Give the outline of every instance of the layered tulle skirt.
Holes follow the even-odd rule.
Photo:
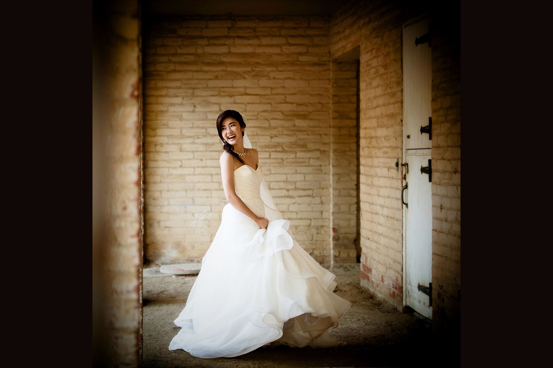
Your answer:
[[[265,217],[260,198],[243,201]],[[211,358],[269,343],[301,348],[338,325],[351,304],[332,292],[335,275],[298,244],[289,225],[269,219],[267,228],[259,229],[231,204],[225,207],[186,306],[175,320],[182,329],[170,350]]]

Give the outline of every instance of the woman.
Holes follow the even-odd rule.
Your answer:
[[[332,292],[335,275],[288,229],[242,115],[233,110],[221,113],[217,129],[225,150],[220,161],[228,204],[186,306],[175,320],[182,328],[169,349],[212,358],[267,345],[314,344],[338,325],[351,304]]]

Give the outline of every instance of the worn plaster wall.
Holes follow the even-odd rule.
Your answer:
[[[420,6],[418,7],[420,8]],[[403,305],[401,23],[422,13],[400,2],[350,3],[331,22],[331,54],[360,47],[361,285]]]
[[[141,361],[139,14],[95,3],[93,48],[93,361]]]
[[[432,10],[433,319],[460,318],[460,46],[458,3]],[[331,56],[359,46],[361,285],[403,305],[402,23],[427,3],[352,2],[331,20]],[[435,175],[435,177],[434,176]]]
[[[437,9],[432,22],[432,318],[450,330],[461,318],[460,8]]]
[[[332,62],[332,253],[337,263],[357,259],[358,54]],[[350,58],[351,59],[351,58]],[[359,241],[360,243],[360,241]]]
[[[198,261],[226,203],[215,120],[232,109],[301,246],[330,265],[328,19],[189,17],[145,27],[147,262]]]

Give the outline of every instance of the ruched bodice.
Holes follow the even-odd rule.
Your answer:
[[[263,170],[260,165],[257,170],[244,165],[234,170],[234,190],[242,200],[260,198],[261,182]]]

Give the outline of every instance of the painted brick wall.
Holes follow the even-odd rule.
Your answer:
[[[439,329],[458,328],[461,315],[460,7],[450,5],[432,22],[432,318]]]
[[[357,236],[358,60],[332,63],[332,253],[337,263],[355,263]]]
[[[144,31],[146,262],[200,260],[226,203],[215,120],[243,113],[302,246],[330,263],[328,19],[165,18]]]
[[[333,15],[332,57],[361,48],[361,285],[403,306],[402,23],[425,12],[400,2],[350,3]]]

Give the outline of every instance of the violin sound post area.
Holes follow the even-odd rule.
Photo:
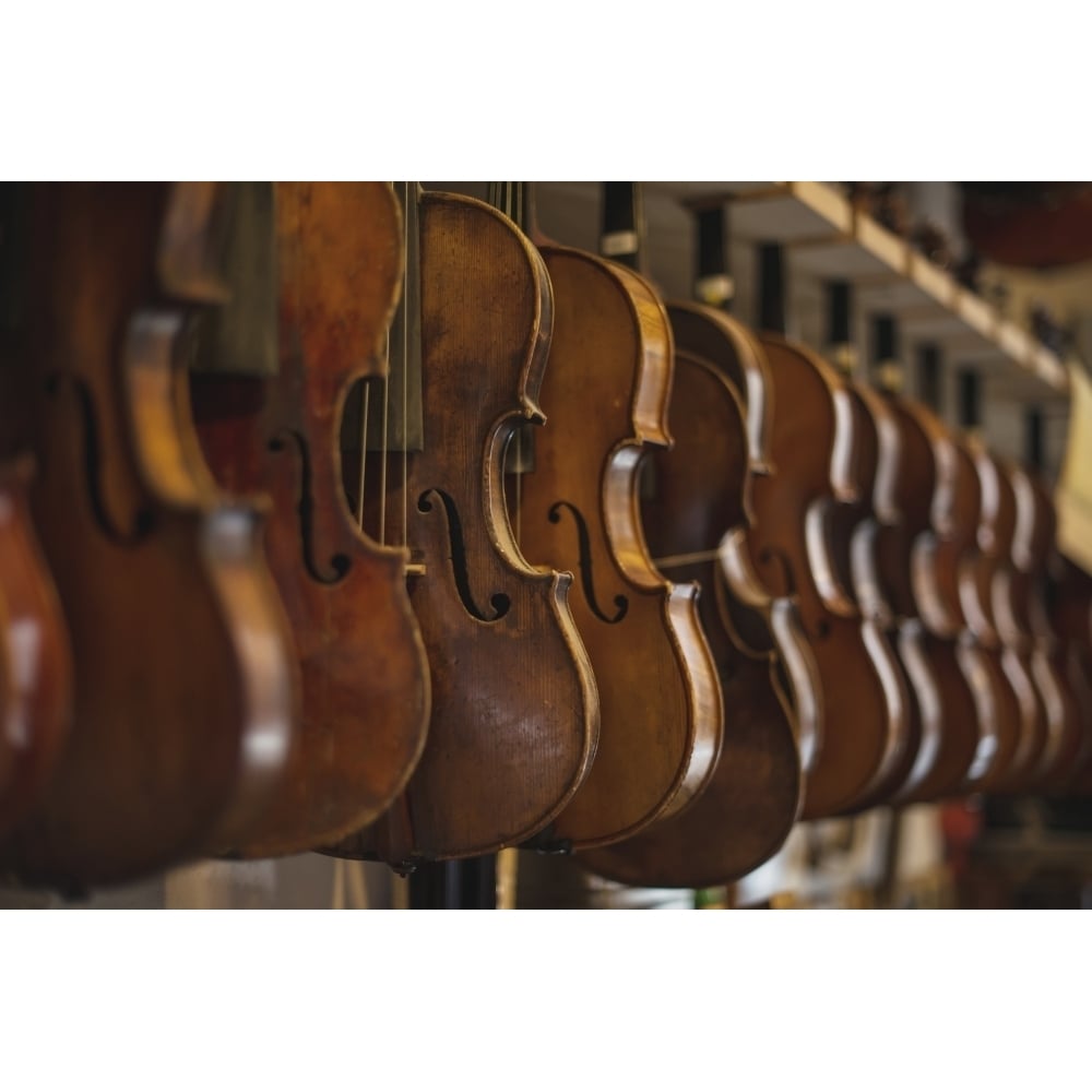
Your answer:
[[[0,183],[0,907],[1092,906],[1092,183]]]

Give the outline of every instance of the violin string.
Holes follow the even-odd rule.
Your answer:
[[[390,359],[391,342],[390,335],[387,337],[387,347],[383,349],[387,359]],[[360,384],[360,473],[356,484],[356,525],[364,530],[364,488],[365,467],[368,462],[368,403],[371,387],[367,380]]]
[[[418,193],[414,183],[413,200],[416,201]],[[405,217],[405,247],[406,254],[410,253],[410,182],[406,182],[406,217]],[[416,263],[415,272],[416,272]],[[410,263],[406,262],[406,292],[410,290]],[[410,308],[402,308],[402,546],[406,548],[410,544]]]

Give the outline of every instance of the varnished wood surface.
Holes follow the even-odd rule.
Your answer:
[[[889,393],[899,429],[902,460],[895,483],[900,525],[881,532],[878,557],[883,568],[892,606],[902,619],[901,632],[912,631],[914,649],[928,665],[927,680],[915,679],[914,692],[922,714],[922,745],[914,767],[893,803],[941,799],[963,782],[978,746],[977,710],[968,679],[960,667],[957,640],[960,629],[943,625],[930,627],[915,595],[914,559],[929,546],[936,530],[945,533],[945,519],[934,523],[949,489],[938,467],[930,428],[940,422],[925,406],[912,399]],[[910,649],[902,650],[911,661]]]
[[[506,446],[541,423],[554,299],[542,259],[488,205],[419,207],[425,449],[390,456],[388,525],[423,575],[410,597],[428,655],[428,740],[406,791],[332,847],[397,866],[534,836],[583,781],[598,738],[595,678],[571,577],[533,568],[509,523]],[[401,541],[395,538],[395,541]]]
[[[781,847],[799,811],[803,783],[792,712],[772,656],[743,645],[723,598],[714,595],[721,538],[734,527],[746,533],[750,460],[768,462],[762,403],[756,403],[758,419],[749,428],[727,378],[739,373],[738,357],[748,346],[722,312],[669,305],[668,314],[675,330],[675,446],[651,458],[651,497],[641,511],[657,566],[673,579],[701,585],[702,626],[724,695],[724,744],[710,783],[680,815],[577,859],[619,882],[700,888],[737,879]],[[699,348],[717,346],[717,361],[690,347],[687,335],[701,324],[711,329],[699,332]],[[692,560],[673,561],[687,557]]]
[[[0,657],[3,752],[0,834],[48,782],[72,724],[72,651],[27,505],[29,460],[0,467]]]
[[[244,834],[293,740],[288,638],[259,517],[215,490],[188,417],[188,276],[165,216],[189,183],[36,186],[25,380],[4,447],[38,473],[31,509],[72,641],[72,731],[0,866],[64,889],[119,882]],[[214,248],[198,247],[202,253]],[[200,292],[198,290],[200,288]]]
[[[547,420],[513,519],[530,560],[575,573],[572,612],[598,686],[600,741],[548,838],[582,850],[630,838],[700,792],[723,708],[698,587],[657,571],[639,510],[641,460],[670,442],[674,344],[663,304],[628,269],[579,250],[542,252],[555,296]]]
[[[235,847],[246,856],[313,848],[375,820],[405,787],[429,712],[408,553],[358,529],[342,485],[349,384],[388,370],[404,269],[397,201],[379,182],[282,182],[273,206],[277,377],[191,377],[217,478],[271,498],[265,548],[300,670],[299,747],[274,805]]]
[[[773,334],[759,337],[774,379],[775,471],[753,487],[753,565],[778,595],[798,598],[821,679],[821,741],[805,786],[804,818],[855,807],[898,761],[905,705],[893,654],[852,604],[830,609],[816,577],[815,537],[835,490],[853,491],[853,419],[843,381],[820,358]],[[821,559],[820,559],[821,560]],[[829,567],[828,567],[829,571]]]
==
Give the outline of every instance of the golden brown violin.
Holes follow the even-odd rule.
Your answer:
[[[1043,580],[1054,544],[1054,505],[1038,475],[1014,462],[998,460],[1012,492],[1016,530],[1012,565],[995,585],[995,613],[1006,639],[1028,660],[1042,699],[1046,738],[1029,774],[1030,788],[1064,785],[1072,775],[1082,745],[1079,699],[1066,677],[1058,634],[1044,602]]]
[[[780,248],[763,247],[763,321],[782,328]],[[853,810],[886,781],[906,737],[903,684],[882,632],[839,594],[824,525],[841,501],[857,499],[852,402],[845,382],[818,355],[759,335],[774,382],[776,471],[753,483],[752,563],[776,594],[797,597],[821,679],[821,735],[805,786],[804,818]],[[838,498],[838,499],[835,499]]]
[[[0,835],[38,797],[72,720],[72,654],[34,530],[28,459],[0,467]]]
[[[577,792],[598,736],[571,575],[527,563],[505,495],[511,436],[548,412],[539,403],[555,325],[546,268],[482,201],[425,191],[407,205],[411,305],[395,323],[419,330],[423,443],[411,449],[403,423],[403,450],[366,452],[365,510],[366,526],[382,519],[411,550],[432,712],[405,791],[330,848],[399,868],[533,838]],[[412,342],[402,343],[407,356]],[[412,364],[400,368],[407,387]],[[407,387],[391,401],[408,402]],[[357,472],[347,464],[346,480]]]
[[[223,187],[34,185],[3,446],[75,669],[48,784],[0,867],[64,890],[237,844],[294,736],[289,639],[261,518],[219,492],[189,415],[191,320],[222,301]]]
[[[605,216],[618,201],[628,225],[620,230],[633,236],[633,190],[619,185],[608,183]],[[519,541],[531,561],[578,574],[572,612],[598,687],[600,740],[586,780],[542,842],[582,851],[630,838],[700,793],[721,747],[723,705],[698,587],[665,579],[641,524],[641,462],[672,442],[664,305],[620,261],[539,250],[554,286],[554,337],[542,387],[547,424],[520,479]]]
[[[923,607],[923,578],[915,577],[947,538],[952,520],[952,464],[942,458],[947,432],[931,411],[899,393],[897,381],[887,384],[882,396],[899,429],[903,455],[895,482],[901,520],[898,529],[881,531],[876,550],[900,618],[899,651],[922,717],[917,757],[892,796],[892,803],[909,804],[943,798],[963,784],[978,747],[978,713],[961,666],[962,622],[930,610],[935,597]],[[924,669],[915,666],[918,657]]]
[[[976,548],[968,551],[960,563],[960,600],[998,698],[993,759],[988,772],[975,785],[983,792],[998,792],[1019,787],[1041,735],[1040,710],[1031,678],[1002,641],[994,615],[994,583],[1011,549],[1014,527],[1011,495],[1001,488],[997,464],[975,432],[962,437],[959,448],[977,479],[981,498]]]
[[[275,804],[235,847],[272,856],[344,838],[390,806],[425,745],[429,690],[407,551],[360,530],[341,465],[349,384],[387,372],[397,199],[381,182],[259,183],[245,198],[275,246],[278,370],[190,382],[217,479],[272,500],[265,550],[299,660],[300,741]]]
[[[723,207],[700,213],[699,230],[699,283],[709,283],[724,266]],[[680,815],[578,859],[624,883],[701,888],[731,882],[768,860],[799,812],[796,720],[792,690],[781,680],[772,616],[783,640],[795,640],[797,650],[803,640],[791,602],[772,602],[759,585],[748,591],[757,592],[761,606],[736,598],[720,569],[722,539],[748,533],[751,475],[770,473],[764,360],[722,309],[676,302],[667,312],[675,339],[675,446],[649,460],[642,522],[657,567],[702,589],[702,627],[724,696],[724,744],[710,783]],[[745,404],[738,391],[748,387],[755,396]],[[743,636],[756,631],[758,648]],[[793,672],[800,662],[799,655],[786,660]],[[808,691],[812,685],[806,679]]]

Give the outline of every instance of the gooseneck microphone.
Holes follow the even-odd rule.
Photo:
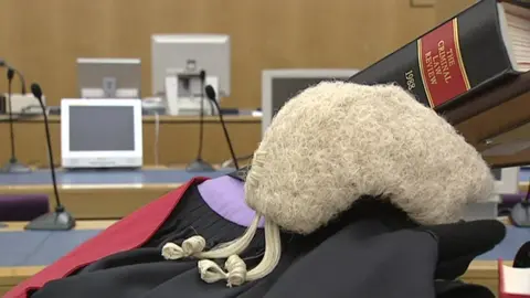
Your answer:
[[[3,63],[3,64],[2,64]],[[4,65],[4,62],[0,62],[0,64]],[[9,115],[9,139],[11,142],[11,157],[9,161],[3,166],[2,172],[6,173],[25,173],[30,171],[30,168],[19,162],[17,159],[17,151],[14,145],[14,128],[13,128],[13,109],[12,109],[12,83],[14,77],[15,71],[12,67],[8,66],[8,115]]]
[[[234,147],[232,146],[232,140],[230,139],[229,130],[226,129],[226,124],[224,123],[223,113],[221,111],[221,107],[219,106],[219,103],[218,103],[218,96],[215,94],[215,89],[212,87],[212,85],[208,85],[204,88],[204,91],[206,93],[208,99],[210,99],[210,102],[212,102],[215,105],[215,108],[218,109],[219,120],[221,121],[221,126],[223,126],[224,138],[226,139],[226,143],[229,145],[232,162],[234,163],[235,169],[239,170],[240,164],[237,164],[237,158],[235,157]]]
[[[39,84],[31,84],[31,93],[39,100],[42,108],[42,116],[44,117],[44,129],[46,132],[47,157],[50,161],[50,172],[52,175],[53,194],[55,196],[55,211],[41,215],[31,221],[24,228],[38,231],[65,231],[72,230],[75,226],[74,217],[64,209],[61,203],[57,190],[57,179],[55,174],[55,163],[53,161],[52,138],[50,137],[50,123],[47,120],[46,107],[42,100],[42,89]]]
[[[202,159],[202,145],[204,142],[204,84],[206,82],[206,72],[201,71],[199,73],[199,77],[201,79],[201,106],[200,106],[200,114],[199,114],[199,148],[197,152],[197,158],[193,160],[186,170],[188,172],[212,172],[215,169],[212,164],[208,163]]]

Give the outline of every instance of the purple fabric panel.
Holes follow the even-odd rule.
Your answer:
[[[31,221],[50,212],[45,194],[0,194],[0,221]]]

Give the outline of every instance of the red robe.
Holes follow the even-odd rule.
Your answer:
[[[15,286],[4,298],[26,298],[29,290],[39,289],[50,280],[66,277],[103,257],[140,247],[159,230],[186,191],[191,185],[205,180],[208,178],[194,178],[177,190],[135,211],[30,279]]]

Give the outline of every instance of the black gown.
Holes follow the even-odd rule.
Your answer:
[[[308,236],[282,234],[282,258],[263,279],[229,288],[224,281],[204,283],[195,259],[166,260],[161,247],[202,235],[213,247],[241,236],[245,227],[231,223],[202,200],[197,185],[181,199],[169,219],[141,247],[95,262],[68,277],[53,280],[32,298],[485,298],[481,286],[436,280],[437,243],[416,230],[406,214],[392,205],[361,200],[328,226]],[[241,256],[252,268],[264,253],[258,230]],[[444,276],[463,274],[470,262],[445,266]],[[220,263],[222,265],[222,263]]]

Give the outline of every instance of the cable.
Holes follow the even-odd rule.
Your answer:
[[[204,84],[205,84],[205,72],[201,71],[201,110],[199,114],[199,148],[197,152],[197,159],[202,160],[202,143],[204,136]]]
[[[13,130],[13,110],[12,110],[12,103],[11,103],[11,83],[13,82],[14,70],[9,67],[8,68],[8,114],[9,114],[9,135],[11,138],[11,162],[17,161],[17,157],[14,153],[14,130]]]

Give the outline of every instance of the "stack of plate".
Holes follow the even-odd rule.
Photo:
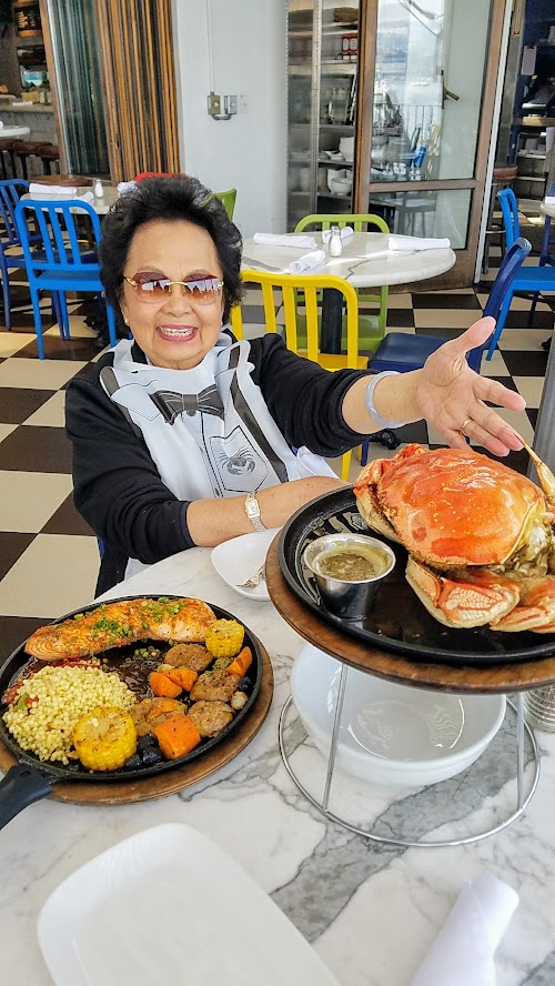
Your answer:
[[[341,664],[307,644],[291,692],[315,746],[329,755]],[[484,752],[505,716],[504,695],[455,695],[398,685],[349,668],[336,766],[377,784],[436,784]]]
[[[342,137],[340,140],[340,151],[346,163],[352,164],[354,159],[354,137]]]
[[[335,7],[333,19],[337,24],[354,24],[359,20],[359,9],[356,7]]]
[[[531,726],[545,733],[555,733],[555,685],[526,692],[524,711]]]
...
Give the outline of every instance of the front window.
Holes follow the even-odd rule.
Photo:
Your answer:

## WHAT THE TASK REQUIRES:
Please write out, unchanged, the lines from the line with "Give the outline of every instance of the golden" up to and including the line with "[[[0,835],[38,797],[72,720],[72,654],[34,530],[28,459],[0,467]]]".

## SOLUTION TO THE EXERCISE:
Give the outline of every instance of the golden brown violin.
Holes follow the even-odd rule.
Your answer:
[[[1043,580],[1054,544],[1054,505],[1038,475],[1014,462],[998,460],[1012,492],[1016,530],[1012,565],[995,585],[995,613],[1006,639],[1028,660],[1042,699],[1046,738],[1029,774],[1030,788],[1064,785],[1072,775],[1082,745],[1079,699],[1066,677],[1058,634],[1044,602]]]
[[[780,248],[763,247],[763,321],[782,328]],[[853,810],[886,781],[906,737],[903,684],[882,632],[839,594],[824,525],[841,501],[857,499],[852,402],[845,382],[818,355],[759,335],[774,382],[776,471],[753,483],[752,563],[776,594],[797,597],[821,679],[821,735],[805,786],[804,818]],[[838,498],[838,499],[835,499]]]
[[[0,835],[38,797],[72,720],[72,654],[34,530],[28,459],[0,467]]]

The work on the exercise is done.